* What is required
Revise the entries below from the line containing "Mark one point on every instance of the small" through the end of the entries, replacing every occurrence of "background" with "backdrop" and leaving everything else unchanged. Reproduce only those lines.

* Exercise materials
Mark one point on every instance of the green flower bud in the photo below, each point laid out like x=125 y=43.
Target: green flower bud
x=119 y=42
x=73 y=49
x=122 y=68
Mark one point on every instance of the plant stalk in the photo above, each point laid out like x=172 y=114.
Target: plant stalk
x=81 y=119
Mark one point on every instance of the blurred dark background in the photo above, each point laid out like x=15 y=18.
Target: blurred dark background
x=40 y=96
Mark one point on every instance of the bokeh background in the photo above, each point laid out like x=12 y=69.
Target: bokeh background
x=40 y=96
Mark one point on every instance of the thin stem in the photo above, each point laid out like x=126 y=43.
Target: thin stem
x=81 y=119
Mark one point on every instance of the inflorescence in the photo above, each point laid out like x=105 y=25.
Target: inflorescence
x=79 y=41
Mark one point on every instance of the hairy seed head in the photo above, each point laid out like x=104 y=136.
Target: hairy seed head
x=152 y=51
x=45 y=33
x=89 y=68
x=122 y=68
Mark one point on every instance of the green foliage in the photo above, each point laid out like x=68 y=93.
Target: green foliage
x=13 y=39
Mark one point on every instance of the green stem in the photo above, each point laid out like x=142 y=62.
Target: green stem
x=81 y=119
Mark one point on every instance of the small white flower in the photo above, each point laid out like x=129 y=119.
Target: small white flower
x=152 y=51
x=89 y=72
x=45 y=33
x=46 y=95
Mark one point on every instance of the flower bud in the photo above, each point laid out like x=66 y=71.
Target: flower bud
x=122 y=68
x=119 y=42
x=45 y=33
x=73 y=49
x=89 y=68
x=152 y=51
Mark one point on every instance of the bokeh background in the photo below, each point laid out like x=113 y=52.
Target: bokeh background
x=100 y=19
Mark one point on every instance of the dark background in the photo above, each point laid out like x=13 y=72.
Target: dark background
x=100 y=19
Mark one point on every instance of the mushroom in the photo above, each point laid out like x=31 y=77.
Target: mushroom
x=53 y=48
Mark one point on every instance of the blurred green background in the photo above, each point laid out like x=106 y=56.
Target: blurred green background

* Solution for this task
Mark one point on every instance of the small white flower in the photo above, each point laid out like x=129 y=119.
Target: small white flower
x=152 y=51
x=89 y=72
x=45 y=33
x=46 y=95
Mark one point on every instance of the flower bud in the photo above, each point laid out like x=66 y=71.
Target: flower bud
x=122 y=68
x=119 y=42
x=45 y=33
x=73 y=49
x=89 y=68
x=152 y=51
Mark one point on every instance of the bokeh backdrop in the photo below, each point laid out like x=113 y=52.
Target: bokeh backdrop
x=100 y=19
Mark one point on every instance of the dark backdrop in the photo above, each point laid out like x=13 y=72.
Target: dark backdrop
x=100 y=19
Mark one point on every instance of the mushroom in the photo above, each point laid out like x=31 y=77.
Target: mushroom
x=53 y=48
Mark one point on every instance of the blurred green backdrop in the photo above, each point laid out like x=106 y=56.
Target: blurred green backdrop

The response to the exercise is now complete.